** Opening Data for the task block **

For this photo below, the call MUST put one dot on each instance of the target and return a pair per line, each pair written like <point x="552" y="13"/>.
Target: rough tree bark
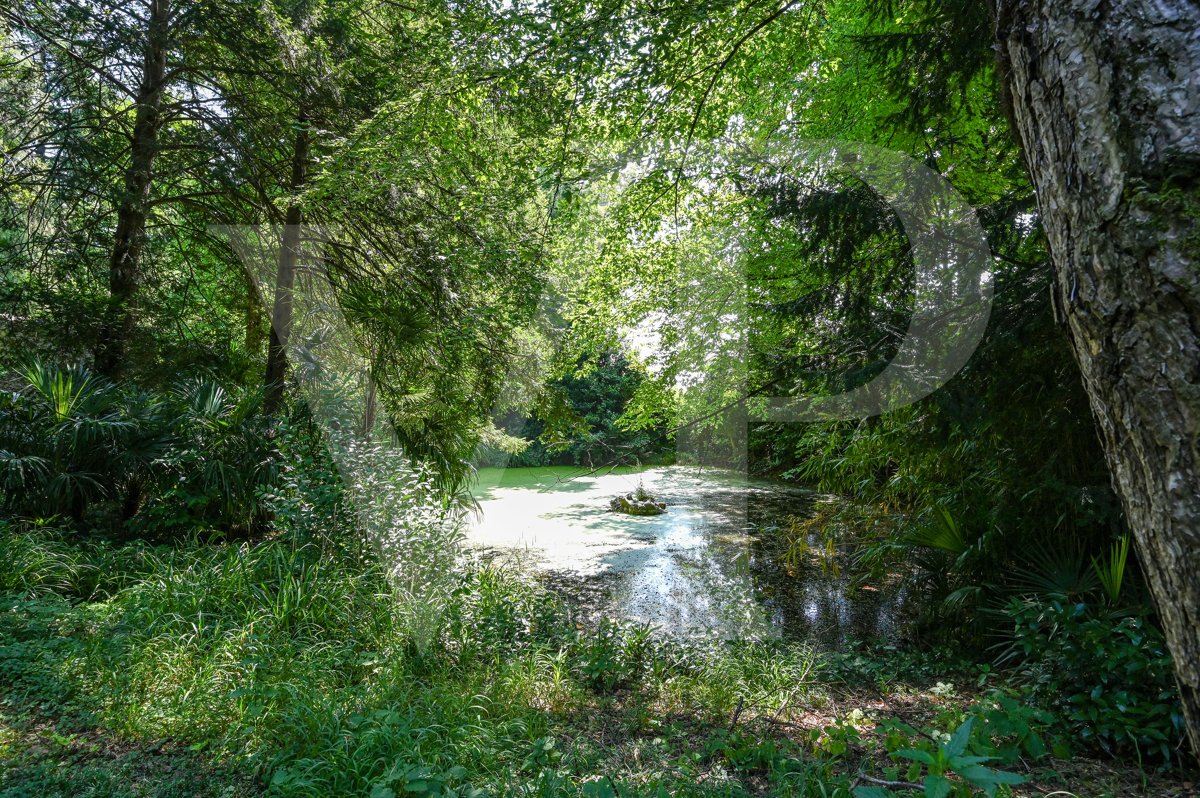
<point x="285" y="277"/>
<point x="1105" y="99"/>
<point x="131" y="210"/>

** Closing Data for the task block **

== Task statement ==
Set down the entire material verbatim, with each picture left out.

== Response to this task ==
For this photo below, the call MUST put one dot on each instance of the target and return a pair per line, each pair written like <point x="552" y="13"/>.
Target: rough tree bark
<point x="285" y="277"/>
<point x="1105" y="99"/>
<point x="131" y="210"/>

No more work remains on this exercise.